Если спросить, что дал конкретно каждый из трех друзей, ответить было бы трудно, но это общение стало важным пластом в художественном формировании Алексея Козловского: разбудило критическое отношение к творчеству, сознательный подход к искусству.
Был еще один эпизод в жизни тех дней, который, несмотря на свою краткость, имел большое нравственное влияние на формирование критического взгляда на самого себя. В один из дней Алексей Федорович ждал в консерватории прихода на урок Яворского и что-то играл. Отворилась дверь, и застенчиво и робко вошел человек. Он был бедно одет, на зеленом поношенном френче ярко выступали синие пятна выцветших подмышек. Человек сказал, что он слышал о нем, и спросил, не мог бы Козловский сыграть ему какое-нибудь свое сочинение. Как баловень судьбы, мальчишка охотно стал играть, несколько снисходя к застенчивому посетителю.
Алексей Федорович не сразу узнал, что это был Николай Дмитриевич Леонтович, и с запоздалым стыдом вспоминал свою «раскованность» и не мог себе простить, что он глядел на гениального художника, ничего у него не расспросил и не узнал. Хоровое письмо Леонтовича уникально и неповторимо. Он нес в себе то, что было в Мусоргском и то, что ни с чем не спутаешь. Потом всю дальнейшую жизнь Алексей Федорович избегал показывать свои сочинения не только малознакомым людям, но даже друзьям. Так появилось свойство характера, отличавшее его от многих композиторов и поэтов.
Жить в Киеве становилось всё сложней и трудней. У Козловских дома уже давно недоедали. В спальню матери при обстреле Киева влетел петлюровский снаряд, всё искорежил и уничтожил почти все носильные и теплые вещи. Занятия в гимназии прекратились, так как ее занимали то госпитали, то военные части. Город переходил из рук в руки, стало по-настоящему голодно, и семья замерзала.
Богатая мать увезла Диму Дукельского в Париж[18], где он позднее был обласкан Рахманиновым, еще позднее – Стравинским. (Спустя годы Алексей Федорович узнал, что Дукельский жив, что, переехав в Америку, он стал жить «двойной» жизнью: взяв фамилию Дюк[19], стал одним из королей джаза, писал много для эстрады и очень разбогател; для души же, под другим именем, издавал авангардную музыку.)
Любимый Валя Леше умер от голода, в тифозном бреду. Его отец потерял рассудок и также умер от истощения. От Вали не осталось ничего, ни одной строчки.

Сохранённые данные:
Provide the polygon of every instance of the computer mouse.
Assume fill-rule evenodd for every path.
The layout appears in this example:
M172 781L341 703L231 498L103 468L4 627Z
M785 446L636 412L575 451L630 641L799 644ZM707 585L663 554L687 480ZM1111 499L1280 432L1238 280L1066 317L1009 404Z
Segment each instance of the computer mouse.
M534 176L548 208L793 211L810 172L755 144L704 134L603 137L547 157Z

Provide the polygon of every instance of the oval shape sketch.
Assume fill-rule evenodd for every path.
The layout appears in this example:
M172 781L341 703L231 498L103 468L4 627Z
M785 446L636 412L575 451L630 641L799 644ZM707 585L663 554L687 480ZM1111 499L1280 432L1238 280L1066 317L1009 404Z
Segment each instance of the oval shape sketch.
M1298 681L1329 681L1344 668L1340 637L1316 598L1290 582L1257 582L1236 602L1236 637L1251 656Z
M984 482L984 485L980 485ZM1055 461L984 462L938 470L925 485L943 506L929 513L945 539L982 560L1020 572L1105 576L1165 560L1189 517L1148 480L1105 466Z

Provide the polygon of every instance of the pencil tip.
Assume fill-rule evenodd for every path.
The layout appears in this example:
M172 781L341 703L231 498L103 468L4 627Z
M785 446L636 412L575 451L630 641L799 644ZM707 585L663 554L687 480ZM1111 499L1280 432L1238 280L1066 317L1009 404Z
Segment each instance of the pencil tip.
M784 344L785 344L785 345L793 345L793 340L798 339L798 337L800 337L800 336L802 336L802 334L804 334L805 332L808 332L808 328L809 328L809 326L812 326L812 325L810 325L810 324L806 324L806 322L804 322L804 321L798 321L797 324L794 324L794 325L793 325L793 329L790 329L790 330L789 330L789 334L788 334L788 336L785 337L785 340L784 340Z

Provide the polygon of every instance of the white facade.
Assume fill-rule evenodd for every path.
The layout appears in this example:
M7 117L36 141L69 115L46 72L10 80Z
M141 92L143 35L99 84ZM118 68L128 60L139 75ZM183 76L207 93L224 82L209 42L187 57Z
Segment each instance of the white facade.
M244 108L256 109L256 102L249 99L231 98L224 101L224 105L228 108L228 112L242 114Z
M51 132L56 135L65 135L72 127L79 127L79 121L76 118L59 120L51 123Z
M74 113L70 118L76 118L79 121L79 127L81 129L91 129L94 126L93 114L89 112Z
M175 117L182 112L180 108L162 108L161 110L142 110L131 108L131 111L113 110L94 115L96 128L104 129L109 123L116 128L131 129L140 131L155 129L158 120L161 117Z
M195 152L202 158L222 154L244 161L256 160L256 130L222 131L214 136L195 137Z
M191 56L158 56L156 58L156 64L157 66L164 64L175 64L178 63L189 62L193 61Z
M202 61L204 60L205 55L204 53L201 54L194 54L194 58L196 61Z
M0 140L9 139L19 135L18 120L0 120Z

_Задания_.
• A. Перепишите дословно фрагмент текста о Козловском от слов "Богатая мать увезла" до слов "ни одной строчки." включительно.
• B. Ответьте по тексту о Козловском на вопросы:
(i) Кем оказался человек, вошедший в консерваторию, когда Алексей Федорович ждал Яворского?
(ii) Что уничтожил снаряд, влетевший в спальню матери при обстреле Киева?
(iii) Какую фамилию взял Дукельский после переезда в Америку?
• C. Продолжите текст о Козловском, начав сразу после его последнего предложения.

_Ожидаемые ответы_.
• A.
Богатая мать увезла Диму Дукельского в Париж[18], где он позднее был обласкан Рахманиновым, еще позднее – Стравинским. (Спустя годы Алексей Федорович узнал, что Дукельский жив, что, переехав в Америку, он стал жить «двойной» жизнью: взяв фамилию Дюк[19], стал одним из королей джаза, писал много для эстрады и очень разбогател; для души же, под другим именем, издавал авангардную музыку.)
Любимый Валя Леше умер от голода, в тифозном бреду. Его отец потерял рассудок и также умер от истощения. От Вали не осталось ничего, ни одной строчки.

• B.
(i) Николаем Дмитриевичем Леонтовичем.
(ii) Почти все носильные и теплые вещи.
(iii) Дюк.

• C.
В сумрачный холодный зимний день семья, погрузив на саночки вещи, спускалась к вокзалу, думая, что покидает Киев ненадолго, но, как оказалось, навсегда.
Ветер трепал афиши на круглых тумбах. На одной из них Алексей увидел, что из-под многочисленных позднейших объявлений, приказов и сообщений вдруг обнажилась давняя афиша – «Концерт композитора и пианиста А. Н. Скрябина», и давняя обида вспыхнула вновь. Его не взяли на концерт Скрябина, любимого божества. У него болело горло, и взрослые утешали: «Ничего страшного, в следующий раз». Но следующего раза не было. Скрябин умер.
После многодневных причудливых и опасных, в духе тех дней, приключений – одной из тех железнодорожных эпопей, которые многократно описаны в нашей литературе, – они очутились наконец на Каневщине в селе Масловке[20].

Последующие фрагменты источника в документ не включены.